■ WORK TASK: Please copy out the entries below exactly, beginning with the line that contains "Teacher note to the class: pick out the round" and ending with the line that contains "Teacher note to the class: pick out the low", and include nothing outside that span.

■ RECORDS:
"""

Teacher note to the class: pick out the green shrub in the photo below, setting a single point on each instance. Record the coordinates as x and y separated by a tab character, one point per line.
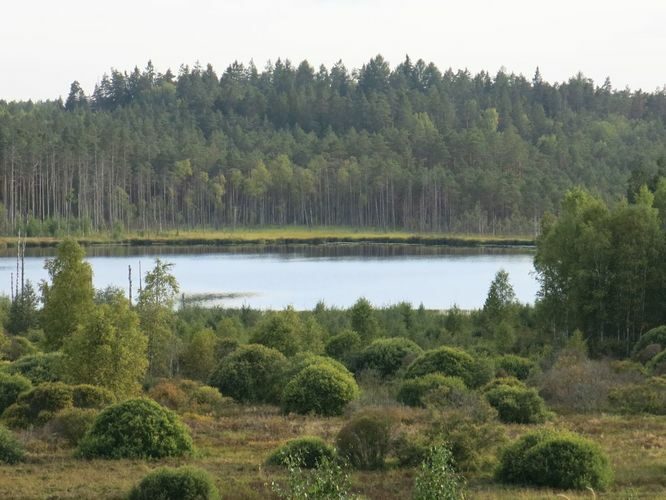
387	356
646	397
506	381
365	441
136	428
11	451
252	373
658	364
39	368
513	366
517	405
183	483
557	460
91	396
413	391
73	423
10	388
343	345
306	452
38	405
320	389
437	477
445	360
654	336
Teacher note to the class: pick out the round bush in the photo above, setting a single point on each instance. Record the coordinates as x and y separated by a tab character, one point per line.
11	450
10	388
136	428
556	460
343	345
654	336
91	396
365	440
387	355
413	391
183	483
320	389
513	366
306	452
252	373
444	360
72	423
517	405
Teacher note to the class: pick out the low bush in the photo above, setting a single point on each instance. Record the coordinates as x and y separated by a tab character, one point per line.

"""
"""

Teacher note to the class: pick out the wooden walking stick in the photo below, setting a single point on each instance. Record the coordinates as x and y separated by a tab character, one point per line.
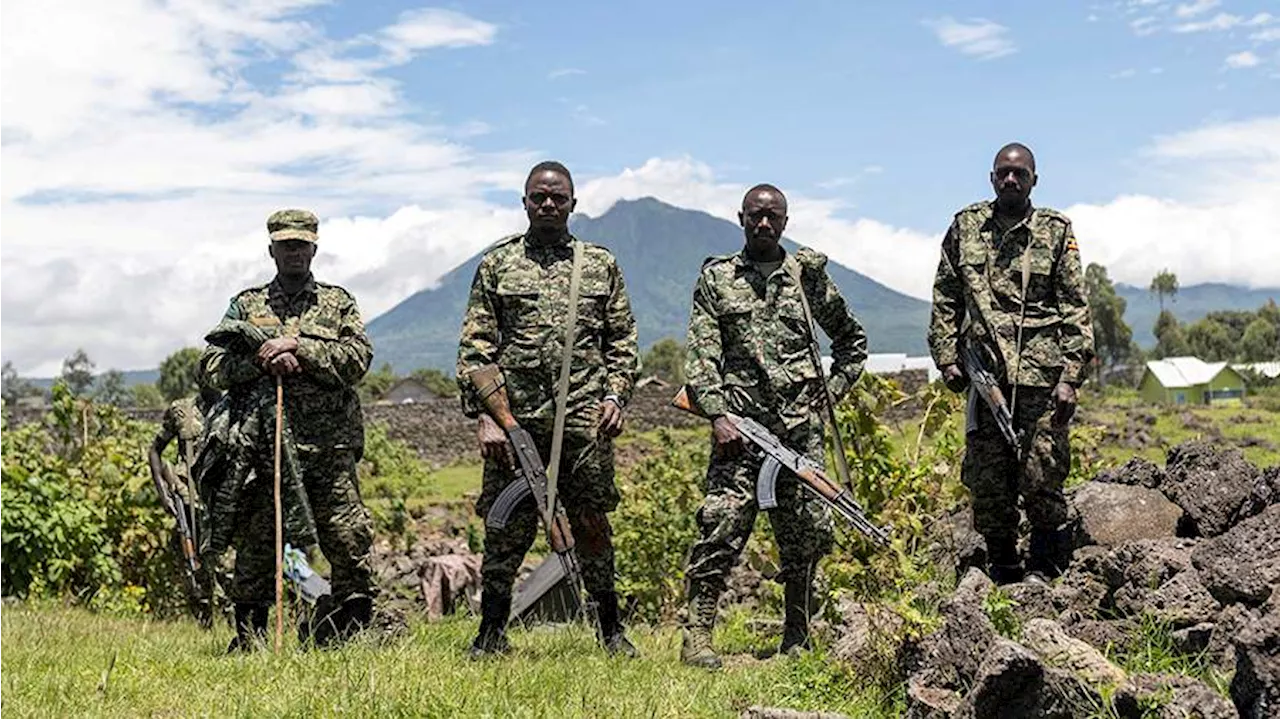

"""
"""

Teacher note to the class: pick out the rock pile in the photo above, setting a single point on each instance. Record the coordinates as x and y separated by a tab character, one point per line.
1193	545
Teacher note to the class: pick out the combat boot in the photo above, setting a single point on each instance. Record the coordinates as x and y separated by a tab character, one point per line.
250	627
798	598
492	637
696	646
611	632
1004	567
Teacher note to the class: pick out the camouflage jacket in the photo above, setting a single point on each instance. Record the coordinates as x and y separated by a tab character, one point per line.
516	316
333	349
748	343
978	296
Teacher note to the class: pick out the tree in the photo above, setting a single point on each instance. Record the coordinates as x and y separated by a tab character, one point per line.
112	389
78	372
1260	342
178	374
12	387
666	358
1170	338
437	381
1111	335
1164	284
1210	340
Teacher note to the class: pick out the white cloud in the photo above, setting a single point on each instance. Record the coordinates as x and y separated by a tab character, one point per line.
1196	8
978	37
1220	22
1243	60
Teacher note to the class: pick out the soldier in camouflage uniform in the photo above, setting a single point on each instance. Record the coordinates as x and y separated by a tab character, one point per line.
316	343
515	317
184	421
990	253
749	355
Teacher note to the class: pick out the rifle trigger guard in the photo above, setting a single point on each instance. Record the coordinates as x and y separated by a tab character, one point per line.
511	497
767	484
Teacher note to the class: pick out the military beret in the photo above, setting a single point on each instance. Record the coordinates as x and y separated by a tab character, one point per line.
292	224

"""

■ RESULT FOR THIS EXERCISE:
Teacher note to the class: pick out the round bush in the photo above, setting a single point on each instance. Record the coordinates as x and y separated by a tab character, one point per line.
11	450
10	388
136	428
556	460
343	345
654	336
91	396
365	440
387	355
413	391
183	483
320	389
513	366
306	452
252	373
444	360
72	423
517	405
Teacher note to the class: pick out the low bush in the photo above, setting a single point on each instance. Record the coordinates as x and y separated by a tab character, one point per line.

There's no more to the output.